Passage shown:
Assorted CI improvements

changed the description

@dcampora would this be a good place to add reference files for all cards, with the default and scifiv6 sequence?

Yes, I think so! :)

For the full sequence, are there more physics configurations run?

Just scifi_v6 in addition to the default sequence I think.

~~(And a few more datasets. SMOG2_pppHe for example. I’ll have a more concrete look later/tomorrow)~~

Here's all the reference files that were created:

minimal: https://gitlab.cern.ch/lhcb/Allen/-/jobs/14188338/artifacts/browse/generated_reference_files/ (All Cards - hlt1_pp_validation sequence only, bsphiphi data only)

full: https://gitlab.cern.ch/lhcb/Allen/-/jobs/14188442/artifacts/browse/generated_reference_files/ (All Cards - SciFiv6 sequence + data only)

Updating the reference files was really easy. I downloaded the artifacts archives from each of those jobs and dropped the reference files into test/reference. Then git handles everything else.

git add test/reference/*.txt
git commit -m "updated reference files."
git push

This is very nice. Can you please update the documentation here accordingly when this is merged?

added 1 commit

1063580a - Add reference files for all cards, hlt1_pp_validation, and hlt1_pp_scifi_v6_validation.

Compare with previous version

changed title from Ensure all generated reference files are briefly saved as CI artifacts to Add reference files for all cards for hlt1_pp_validation and hlt1_pp_scifi_v6_validation; Ensure all generated reference files are briefly saved as CI artifacts

changed the description

@roneil @dovombru @gligorov @rmatev may I suggest as part of this MR that we move to physics efficiency tests of 5k events?

Rebased and changed -n 1000 --> -n 5000. I will need to update the reference files as they might have gotten mangled during the rebase.

Good idea to use larger data sets for the physics tests!

I have updated the reference files a few times now and am seeing differences each time: https://gitlab.cern.ch/lhcb/Allen/-/jobs/14597346 e.g.

--- /builds/lhcb/Allen/test/reference/bsphiphi_mag_down_201907_hlt1_pp_validation_teslav100.txt	2021-06-18 14:54:30.060000000 +0200
+++ efficiency_bsphiphi_mag_down_201907_hlt1_pp_validation_teslav100.txt	2021-06-18 14:54:42.400000000 +0200
@@ -18,12 +18,12 @@
 MC PV is isolated if dz to closest reconstructible MC PV > 10.00 mm
 REC and MC vertices matched by dz distance
 
-All                  :  0.928 ( 22165/ 23891)
-Isolated             :  0.966 ( 11884/ 12297)
+All                  :  0.928 ( 22164/ 23891)
+Isolated             :  0.966 ( 11883/ 12297)
 Close                :  0.887 ( 10281/ 11594)
-False rate           :  0.013 (   286/ 22451)
-Real false rate      :  0.013 (   286/ 22451)
-Clones               :  0.000 (     1/ 22165)

Challenges:
1. Answer these from the thread on CI reference files:
(a) Besides the default sequence, which one physics setup is run for the full sequence?
(b) Into which folder were the downloaded reference files placed?
(c) What event count was the physics efficiency test moved to?
2. Write the next few lines of the thread on CI reference files, picking up right after its last line.
The material has nothing to do with what comes next.

Given information:
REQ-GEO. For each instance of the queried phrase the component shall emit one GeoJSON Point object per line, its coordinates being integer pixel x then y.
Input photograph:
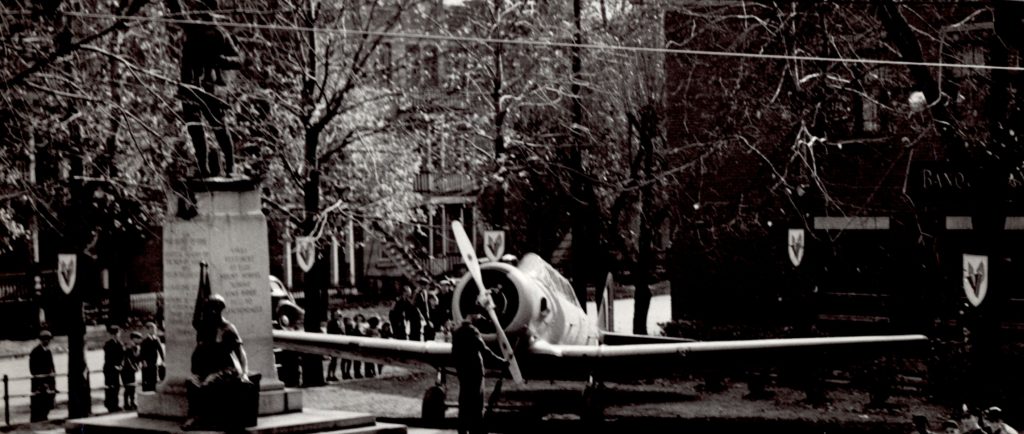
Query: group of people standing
{"type": "Point", "coordinates": [358, 324]}
{"type": "Point", "coordinates": [969, 421]}
{"type": "Point", "coordinates": [124, 357]}
{"type": "Point", "coordinates": [423, 314]}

Exercise results:
1.
(a) scifi_v6
(b) test/reference
(c) 5000 events (changed from -n 1000 to -n 5000)

2.
+False rate           :  0.013 (   286/ 22450)
+Real false rate      :  0.013 (   286/ 22450)
+Clones               :  0.000 (     1/ 22164)

Very interesting! I am looking into it as this could explain as well the instability we see on the run change / no run change results.

One recent point that was found while discussing with a student was the use of FP atomicAdd on the PV code. I have created an issue about it: #258 . That may be related to this instability, although clearly there is something in the VELO tracking as well.

I was just writing down a similar comment :-) fully agree on the correlation with the run changes (see this issue #208 (closed)) and that we should look separately into the PV algorithm.

I found out the reason for the VELO discrepancy, which is due to several hits ending up having the same phi. I am exploring various solutions with an eye on throughput.

FYI @freiss for the differences in PVs we observe with 5k events.

FYI: !578 (merged) should fix the instability observed in the Velo tracks.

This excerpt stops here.